### EXERCISE TASK
Reproduce verbatim every line of the listing below, from its first line through the line containing "[[243, 229], [249, 230]]", with both of those lines included.

### DATASET CONTENT
..........
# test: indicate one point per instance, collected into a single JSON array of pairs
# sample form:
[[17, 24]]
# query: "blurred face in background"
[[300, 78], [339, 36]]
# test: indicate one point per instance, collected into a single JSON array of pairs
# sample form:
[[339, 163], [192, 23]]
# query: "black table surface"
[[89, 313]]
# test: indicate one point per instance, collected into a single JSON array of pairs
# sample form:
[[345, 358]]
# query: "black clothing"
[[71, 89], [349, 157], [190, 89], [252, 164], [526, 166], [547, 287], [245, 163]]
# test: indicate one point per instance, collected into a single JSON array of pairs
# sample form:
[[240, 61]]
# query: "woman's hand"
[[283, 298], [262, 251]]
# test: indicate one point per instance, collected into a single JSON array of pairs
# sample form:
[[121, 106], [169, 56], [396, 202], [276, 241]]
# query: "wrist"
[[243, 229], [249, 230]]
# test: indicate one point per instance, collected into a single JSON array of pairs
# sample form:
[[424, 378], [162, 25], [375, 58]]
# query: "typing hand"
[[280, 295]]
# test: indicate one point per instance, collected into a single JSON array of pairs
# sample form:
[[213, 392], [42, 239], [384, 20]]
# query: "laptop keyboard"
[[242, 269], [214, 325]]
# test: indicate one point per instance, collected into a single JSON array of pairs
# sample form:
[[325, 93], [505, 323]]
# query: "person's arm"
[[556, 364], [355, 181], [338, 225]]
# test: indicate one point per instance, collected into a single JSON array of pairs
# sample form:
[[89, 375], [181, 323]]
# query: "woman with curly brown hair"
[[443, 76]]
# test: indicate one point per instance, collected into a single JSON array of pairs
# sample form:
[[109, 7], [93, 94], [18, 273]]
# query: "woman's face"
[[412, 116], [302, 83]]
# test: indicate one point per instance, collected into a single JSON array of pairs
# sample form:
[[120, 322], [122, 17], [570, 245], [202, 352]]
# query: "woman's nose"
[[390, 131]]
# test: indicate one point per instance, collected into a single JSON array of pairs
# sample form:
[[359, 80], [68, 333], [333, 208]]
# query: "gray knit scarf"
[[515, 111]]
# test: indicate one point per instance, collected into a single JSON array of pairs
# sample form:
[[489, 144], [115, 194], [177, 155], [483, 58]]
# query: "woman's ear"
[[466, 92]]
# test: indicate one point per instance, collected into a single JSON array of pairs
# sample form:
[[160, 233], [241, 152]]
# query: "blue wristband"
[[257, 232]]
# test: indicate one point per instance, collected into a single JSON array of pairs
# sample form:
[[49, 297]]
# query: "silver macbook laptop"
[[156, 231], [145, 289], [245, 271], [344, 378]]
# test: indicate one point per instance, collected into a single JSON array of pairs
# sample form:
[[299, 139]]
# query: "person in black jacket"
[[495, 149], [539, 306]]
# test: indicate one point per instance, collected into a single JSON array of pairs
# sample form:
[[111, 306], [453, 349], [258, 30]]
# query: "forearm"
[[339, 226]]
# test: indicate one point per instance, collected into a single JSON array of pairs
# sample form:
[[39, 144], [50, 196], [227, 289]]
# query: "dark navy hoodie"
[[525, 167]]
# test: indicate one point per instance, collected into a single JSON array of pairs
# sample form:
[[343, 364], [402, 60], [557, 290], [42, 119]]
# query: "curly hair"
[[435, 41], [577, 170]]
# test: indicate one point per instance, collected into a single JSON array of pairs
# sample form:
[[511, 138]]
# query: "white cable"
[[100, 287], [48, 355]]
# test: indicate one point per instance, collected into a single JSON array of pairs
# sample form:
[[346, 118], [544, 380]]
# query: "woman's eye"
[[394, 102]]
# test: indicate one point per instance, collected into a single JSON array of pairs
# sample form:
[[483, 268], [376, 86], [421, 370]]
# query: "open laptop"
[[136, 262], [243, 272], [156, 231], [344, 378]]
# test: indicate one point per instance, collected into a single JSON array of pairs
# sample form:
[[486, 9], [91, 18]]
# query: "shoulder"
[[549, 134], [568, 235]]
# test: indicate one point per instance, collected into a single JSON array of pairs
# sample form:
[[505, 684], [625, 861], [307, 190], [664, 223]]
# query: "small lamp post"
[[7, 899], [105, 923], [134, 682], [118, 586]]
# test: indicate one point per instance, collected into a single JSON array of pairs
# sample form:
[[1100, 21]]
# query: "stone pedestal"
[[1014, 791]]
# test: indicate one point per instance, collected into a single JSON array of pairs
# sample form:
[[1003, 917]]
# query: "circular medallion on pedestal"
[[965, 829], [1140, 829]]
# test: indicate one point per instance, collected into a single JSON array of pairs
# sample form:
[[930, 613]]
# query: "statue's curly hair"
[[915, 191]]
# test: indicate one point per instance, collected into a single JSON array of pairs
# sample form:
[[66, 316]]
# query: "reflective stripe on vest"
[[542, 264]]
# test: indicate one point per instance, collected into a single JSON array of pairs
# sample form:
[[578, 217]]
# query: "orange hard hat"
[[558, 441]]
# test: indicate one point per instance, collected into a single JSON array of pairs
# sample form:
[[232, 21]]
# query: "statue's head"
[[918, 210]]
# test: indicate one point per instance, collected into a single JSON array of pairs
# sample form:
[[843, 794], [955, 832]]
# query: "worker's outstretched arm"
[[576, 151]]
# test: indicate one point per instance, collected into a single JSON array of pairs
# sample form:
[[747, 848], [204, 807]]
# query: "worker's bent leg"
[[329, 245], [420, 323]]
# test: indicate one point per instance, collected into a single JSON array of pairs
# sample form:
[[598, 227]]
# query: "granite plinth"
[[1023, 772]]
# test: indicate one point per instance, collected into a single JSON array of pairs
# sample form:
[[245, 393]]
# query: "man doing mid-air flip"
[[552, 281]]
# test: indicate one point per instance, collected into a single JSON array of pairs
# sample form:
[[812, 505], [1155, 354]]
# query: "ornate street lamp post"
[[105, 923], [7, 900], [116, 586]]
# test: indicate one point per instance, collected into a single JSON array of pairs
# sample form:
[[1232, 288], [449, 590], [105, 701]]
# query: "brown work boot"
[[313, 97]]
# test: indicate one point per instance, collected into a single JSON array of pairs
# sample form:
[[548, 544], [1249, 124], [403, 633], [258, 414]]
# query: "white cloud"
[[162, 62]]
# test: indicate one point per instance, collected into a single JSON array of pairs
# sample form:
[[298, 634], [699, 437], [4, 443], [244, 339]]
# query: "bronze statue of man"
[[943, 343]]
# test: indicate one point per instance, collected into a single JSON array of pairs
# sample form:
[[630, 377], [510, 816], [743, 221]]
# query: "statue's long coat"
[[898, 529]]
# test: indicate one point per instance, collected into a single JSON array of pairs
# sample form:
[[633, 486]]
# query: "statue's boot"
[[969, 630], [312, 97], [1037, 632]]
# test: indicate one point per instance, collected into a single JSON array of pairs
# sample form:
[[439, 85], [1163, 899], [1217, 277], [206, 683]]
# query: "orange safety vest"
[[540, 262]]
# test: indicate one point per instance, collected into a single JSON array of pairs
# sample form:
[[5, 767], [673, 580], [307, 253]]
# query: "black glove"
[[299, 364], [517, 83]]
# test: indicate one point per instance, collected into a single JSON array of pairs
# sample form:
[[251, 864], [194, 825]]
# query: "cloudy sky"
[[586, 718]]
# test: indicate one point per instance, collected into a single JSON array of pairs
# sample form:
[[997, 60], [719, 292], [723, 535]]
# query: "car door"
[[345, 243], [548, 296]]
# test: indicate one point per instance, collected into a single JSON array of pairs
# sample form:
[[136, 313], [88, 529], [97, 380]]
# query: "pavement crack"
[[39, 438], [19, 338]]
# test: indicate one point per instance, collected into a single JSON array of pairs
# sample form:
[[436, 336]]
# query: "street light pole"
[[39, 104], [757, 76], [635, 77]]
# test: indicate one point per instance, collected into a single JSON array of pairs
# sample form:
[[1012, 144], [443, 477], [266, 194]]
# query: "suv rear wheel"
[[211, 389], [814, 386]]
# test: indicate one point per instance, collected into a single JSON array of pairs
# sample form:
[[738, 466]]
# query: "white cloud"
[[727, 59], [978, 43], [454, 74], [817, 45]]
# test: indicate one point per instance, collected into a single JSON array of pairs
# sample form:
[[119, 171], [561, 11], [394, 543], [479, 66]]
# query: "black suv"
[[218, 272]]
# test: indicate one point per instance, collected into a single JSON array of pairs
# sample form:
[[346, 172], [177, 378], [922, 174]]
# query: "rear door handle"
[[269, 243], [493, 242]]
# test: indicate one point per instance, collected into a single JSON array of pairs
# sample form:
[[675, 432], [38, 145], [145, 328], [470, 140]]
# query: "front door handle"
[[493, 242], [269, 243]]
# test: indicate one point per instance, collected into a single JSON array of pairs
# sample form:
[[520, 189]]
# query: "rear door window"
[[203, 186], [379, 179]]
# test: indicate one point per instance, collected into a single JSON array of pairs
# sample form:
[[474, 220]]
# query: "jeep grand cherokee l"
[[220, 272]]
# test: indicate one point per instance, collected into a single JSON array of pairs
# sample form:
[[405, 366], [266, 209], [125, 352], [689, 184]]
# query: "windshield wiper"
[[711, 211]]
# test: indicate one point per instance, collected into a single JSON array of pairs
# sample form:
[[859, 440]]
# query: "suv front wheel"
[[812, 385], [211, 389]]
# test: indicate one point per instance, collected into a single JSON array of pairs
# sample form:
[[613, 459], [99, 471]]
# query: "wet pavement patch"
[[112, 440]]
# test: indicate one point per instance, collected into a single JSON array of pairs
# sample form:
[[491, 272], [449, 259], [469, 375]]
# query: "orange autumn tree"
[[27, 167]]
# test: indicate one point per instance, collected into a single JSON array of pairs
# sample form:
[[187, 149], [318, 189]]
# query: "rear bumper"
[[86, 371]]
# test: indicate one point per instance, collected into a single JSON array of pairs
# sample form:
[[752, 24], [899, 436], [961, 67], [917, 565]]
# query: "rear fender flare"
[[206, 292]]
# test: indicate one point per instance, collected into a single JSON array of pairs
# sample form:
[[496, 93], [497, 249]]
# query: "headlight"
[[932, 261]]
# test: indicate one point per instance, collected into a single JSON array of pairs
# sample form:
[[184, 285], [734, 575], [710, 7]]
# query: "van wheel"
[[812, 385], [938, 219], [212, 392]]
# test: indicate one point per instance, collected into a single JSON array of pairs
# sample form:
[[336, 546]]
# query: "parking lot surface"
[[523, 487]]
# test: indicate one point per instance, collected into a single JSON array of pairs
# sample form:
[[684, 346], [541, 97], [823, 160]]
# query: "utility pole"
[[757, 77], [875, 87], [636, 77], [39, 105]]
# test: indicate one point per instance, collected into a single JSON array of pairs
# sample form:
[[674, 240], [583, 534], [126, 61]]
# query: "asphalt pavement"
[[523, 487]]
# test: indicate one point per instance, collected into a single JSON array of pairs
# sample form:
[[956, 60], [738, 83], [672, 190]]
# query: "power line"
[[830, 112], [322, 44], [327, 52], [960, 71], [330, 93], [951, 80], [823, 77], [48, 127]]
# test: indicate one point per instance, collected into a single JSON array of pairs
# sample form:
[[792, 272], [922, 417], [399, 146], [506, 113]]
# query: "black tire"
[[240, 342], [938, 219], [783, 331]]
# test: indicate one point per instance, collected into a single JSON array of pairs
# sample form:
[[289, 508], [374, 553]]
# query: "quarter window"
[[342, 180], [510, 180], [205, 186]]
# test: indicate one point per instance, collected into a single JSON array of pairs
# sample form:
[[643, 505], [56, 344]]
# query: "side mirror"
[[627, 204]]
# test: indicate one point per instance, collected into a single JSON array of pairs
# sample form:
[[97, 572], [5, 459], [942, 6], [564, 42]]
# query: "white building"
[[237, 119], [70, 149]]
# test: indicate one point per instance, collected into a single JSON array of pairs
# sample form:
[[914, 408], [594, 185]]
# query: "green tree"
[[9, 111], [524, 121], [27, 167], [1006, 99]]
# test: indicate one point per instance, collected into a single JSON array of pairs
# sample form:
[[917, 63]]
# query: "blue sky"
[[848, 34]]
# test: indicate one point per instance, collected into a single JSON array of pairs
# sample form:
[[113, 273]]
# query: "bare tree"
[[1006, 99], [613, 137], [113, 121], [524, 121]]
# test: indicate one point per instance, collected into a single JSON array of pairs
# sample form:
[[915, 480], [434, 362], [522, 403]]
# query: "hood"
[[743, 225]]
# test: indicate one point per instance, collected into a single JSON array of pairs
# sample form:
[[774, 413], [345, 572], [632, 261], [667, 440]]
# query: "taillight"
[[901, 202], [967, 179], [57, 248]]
..........
### THE RESPONSE
# test: indicate one point per instance, collected into a single JSON array of pairs
# sample form:
[[17, 24]]
# query: "blurred face in background"
[[300, 78], [339, 36]]
# test: indicate one point per instance, collected into a single JSON array of pairs
# sample form:
[[339, 163], [192, 23]]
# query: "black table surface"
[[89, 313]]
# test: indicate one point per instance, collected into a single JSON array of pairs
# sample form:
[[345, 358]]
# query: "black clothing"
[[71, 89], [349, 157], [190, 89], [252, 164], [526, 166], [547, 287], [245, 163]]
# test: indicate one point per instance, collected into a single JSON array of pairs
# sample form:
[[240, 61]]
# query: "woman's hand"
[[283, 298], [262, 251]]
# test: indicate one point per instance, collected into a single JSON array of pairs
# sample form:
[[121, 106], [169, 56], [396, 202], [276, 241]]
# query: "wrist"
[[243, 229], [249, 230]]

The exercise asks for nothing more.